**EXERCISE GOAL**
Swap "set one marker" for "place one point" throughout the rows below, and return them with nothing else altered.

-- Start of EXERCISE INPUT --

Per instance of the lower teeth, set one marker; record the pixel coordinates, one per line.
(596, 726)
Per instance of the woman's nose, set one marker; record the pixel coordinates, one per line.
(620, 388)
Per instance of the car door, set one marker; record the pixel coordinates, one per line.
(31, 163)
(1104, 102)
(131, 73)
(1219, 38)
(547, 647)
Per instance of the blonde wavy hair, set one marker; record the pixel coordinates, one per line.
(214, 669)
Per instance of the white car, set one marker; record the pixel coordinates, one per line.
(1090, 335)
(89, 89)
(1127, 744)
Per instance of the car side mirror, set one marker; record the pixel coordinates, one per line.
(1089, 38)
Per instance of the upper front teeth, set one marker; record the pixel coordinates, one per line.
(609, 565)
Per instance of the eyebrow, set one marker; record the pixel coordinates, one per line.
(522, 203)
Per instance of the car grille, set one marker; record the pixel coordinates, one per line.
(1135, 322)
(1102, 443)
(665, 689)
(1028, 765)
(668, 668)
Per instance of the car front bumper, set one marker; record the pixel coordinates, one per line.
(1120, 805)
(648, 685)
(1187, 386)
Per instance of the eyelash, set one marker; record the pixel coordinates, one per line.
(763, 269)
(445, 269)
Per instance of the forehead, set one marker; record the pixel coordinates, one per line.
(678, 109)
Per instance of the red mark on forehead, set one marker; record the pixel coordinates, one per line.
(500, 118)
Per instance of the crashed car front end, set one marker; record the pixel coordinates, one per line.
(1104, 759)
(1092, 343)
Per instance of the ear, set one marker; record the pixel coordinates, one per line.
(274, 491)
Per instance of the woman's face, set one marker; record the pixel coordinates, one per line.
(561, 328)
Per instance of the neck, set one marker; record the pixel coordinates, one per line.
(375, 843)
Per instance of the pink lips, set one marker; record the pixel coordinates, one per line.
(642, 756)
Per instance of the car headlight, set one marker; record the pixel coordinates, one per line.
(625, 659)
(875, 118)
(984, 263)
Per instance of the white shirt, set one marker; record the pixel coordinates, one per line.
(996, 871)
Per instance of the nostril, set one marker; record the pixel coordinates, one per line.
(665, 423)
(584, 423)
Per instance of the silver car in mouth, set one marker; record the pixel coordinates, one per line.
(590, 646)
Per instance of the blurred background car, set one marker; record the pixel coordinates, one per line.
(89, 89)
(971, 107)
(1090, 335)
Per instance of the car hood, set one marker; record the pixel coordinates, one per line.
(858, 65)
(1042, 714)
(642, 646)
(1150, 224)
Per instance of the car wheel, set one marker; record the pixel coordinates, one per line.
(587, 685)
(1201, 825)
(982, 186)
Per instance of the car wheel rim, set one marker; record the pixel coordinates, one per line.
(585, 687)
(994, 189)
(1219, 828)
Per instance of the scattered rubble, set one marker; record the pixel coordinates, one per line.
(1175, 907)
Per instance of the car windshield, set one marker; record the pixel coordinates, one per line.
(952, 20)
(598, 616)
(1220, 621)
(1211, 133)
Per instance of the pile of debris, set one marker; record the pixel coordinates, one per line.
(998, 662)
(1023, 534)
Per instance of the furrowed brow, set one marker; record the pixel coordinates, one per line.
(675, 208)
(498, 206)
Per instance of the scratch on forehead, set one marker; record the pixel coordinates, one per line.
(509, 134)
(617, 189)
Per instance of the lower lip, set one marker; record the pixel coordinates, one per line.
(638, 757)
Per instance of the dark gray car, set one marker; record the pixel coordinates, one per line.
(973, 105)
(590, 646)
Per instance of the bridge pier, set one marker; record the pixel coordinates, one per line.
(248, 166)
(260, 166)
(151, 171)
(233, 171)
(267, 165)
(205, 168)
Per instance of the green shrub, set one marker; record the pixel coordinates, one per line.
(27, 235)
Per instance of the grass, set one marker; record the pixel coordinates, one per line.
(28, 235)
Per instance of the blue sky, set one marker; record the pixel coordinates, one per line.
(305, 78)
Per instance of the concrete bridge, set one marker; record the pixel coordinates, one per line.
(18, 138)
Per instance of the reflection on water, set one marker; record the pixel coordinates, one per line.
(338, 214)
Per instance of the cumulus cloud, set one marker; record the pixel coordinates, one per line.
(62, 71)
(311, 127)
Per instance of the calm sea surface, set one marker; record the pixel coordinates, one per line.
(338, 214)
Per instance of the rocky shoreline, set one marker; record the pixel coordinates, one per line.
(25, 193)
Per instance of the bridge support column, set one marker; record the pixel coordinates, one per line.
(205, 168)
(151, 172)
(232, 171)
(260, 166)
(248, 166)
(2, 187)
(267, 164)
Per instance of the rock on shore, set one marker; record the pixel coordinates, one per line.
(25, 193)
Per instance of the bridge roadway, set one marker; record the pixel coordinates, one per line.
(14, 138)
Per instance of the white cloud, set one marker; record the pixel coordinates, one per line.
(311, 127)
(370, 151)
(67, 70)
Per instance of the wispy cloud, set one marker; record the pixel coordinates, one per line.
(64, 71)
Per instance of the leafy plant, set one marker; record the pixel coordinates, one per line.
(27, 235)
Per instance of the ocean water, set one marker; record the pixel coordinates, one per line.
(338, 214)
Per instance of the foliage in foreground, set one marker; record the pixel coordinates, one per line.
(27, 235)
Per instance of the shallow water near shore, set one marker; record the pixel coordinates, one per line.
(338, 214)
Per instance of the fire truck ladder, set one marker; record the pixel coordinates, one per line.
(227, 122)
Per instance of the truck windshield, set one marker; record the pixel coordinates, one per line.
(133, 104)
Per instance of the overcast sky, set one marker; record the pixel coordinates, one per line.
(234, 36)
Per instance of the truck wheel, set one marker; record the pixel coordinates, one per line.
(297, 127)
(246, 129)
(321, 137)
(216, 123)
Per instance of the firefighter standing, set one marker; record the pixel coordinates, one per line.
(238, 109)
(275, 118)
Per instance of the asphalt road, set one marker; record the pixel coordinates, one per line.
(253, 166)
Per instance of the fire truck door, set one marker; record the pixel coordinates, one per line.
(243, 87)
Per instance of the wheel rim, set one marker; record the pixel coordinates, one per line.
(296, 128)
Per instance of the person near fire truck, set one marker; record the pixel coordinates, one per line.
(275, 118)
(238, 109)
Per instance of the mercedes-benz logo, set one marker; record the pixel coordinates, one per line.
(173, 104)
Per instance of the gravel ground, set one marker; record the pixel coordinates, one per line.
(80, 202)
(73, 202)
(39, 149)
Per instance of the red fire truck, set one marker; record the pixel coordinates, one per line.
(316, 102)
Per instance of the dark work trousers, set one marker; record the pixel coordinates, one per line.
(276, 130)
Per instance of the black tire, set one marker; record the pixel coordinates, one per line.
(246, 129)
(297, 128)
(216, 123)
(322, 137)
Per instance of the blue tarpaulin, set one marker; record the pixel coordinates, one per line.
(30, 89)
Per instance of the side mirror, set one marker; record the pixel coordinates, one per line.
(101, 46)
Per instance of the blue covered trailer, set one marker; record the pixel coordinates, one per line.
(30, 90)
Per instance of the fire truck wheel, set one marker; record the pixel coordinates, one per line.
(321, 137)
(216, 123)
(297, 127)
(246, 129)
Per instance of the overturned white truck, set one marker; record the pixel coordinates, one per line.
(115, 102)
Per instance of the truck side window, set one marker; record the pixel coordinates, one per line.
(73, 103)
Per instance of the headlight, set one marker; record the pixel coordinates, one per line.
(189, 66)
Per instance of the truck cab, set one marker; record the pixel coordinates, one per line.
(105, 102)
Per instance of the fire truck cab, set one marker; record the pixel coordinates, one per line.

-- End of EXERCISE INPUT --

**FINISHED EXERCISE**
Per instance of the lower teeth, place one point; record the pixel coordinates, one per line.
(596, 726)
Per instance of the woman's nose, place one point; record the pixel coordinates, one per line.
(620, 388)
Per instance of the car door, place one point; record the pixel coordinates, one per line.
(31, 163)
(1104, 102)
(131, 73)
(1219, 38)
(547, 647)
Per instance of the blonde wavy hair, place one point; record the pixel coordinates, one per line.
(214, 669)
Per instance of the white car, place one point; record the pixel coordinates, one per line.
(1090, 335)
(89, 89)
(1127, 744)
Per instance of the car side mirror, place one point; record the pixel coordinates, one per line.
(1089, 38)
Per instance of the upper front teeth, place one point; record the pixel coordinates, one per line.
(609, 565)
Per instance of the eyebrow, place one point; record the pixel coordinates, one per line.
(522, 203)
Per instance of the car grille, place one point; record the pixel coordinates, one per line.
(1135, 322)
(1102, 443)
(665, 689)
(1028, 765)
(668, 668)
Per instance of the car front bumper, place one point; record the pixel coordinates, one per line.
(1120, 805)
(648, 685)
(1187, 386)
Per instance of the eyelash, place one point; record the pixel coordinates, one per line.
(763, 269)
(445, 269)
Per instance of the forehead, place one point; record the pixel coordinates, one per line.
(678, 109)
Per instance of the red mark on forehead, place one point; record the pixel coordinates, one per line.
(500, 118)
Per instance of the crashed car front end, place one point; record the pixel coordinates, one per line.
(1104, 759)
(1092, 343)
Per instance of the ear, place one point; record the pixel coordinates, one per line.
(274, 491)
Per instance of the woman's face, place one point; record the pixel coordinates, one per line.
(561, 328)
Per instance of the neck, place one point; record the pixel coordinates, one per line.
(375, 843)
Per instance of the pink lips, place one point; record the pixel coordinates, one per line.
(642, 756)
Per instance of the car headlight, place one point; record the pixel coordinates, one per line.
(625, 659)
(875, 118)
(984, 263)
Per instance of the white shirt, place one point; record the pixel coordinates, one per line.
(996, 871)
Per instance of the nostril, place one point; record the pixel coordinates, one per line.
(665, 423)
(584, 423)
Per instance of the silver car in mouth, place one point; record the pixel coordinates, one per line.
(590, 646)
Per instance of the blurred background car, place one point; record the pixel coordinates, one per line.
(89, 89)
(971, 107)
(1090, 335)
Per instance of the car hood, place one point; record the pixel coordinates, one per line.
(858, 65)
(1042, 714)
(642, 646)
(1150, 224)
Per instance of the car wheel, place one point; record the pixel coordinates, one per line.
(587, 685)
(1201, 825)
(982, 186)
Per instance of the car wheel rim, place one point; record the pixel coordinates, one per line.
(585, 687)
(994, 189)
(1219, 828)
Per instance of the scattered rubble, place one point; record the pixel coordinates, one per line.
(1175, 907)
Per instance of the car windshield, place one point; record the pixel coordinates, one per line.
(952, 20)
(598, 616)
(1220, 621)
(1211, 133)
Per instance of the pile of debris, place one point; record the pixel coordinates, one per line.
(998, 662)
(1023, 534)
Per instance of the furrowed brow, place one point; record the pixel coordinates, one per line.
(675, 208)
(498, 206)
Per instance of the scratch on forehead, place one point; record the pixel coordinates, one per line.
(509, 134)
(617, 189)
Per instance of the lower lip, place one point; record the pixel coordinates, one per line.
(638, 757)
Per instance of the dark gray car, place one point; record the pixel coordinates, one per line.
(973, 105)
(590, 646)
Per instance of the bridge pier, place one point; record the pixel coordinates, one per line.
(248, 166)
(260, 166)
(151, 171)
(233, 171)
(267, 165)
(205, 168)
Per instance of the green shrub, place one point; record the pixel coordinates, one per line.
(27, 235)
Per instance of the grass, place one point; record the pixel coordinates, one per line.
(28, 235)
Per instance of the blue sky, place one point; record the pixel coordinates, one per line.
(305, 78)
Per instance of the concrete bridge, place one point; record the pixel coordinates, one per line.
(18, 138)
Per instance of the reflection on water, place one point; record the pixel coordinates, one per line.
(338, 214)
Per instance of the cumulus cloud, place one point; record the pixel coordinates, one per line.
(62, 71)
(311, 127)
Per instance of the calm sea surface, place one point; record the pixel coordinates, one per line.
(338, 214)
Per instance of the rocky shoreline, place one point; record the pixel coordinates, one per line.
(25, 193)
Per instance of the bridge support column, place one point; record the pixel coordinates, one per line.
(205, 168)
(151, 172)
(232, 171)
(260, 166)
(248, 166)
(2, 187)
(267, 164)
Per instance of the rock on shore, place one point; record the pixel coordinates, one per line.
(25, 193)
Per instance of the bridge roadway, place one point; record the pixel coordinates, one per line.
(14, 138)
Per instance of the white cloud, place one point; record the pixel coordinates, one per line.
(311, 127)
(370, 151)
(67, 70)
Per instance of the wispy cloud, place one point; record the pixel coordinates, one per line.
(64, 71)
Per instance of the leafy plant, place one point; record the pixel coordinates, one per line.
(27, 235)
Per instance of the ocean water, place one point; record the pixel coordinates, one per line.
(338, 214)
Per instance of the foliage in foreground, place one point; record the pixel coordinates, one per line.
(27, 235)
Per instance of the shallow water near shore, place one point; record the pixel coordinates, one per line.
(338, 214)
Per instance of the fire truck ladder, place one point; record the pixel coordinates, one per line.
(227, 122)
Per instance of the truck windshield, place one point; record the pixel coordinates, one per line.
(133, 104)
Per instance of the overcast sky, place one point; record the pixel coordinates, one per line.
(234, 36)
Per instance of the truck wheel, place one point; record the pixel coordinates, one per line.
(297, 127)
(246, 129)
(321, 137)
(216, 123)
Per instance of the firefighter standing, place one point; record the pixel coordinates, one per line.
(238, 109)
(275, 118)
Per instance of the asphalt road, place one point; record the pixel coordinates, one per line.
(253, 166)
Per instance of the fire truck door, place one point; record the pixel coordinates, one per line.
(243, 87)
Per instance of the wheel rim, place one point; record the pixel coordinates, one per line.
(296, 128)
Per instance of the person near fire truck, place one point; record the pixel coordinates, one per line.
(275, 118)
(238, 109)
Per instance of the mercedes-benz logo, place one point; record the pixel coordinates, one per line.
(173, 104)
Per instance of the gravel ground, place one point; record the pixel coordinates, one per line.
(80, 202)
(73, 202)
(39, 149)
Per instance of the red fire truck, place one point; record the pixel coordinates, one per line.
(316, 102)
Per instance of the dark work trousers, place one point; record the pixel coordinates, one per line.
(276, 130)
Per instance of the black tire, place one point; record the pixel coordinates, one per line.
(246, 129)
(297, 128)
(216, 123)
(322, 137)
Per instance of the blue tarpaulin, place one point; record the pixel coordinates, one per line.
(30, 89)
Per instance of the side mirror, place one point; record the pixel coordinates, one per line.
(101, 46)
Per instance of the blue covered trailer, place one point; record the pixel coordinates, one per line.
(30, 90)
Per instance of the fire truck wheel, place one point; record the pixel coordinates, one per line.
(321, 137)
(216, 123)
(297, 127)
(246, 129)
Per instance of the overturned white truck, place one point; record the pixel coordinates, one per line.
(115, 102)
Per instance of the truck side window, place one point; record the pixel coordinates, one per line.
(73, 103)
Per instance of the headlight, place one point; record the pixel coordinates, one per line.
(189, 66)
Per instance of the truck cab, place one point; record the pixel coordinates, one per line.
(105, 102)
Per instance of the fire truck cab, place one point; record the pixel coordinates, one per line.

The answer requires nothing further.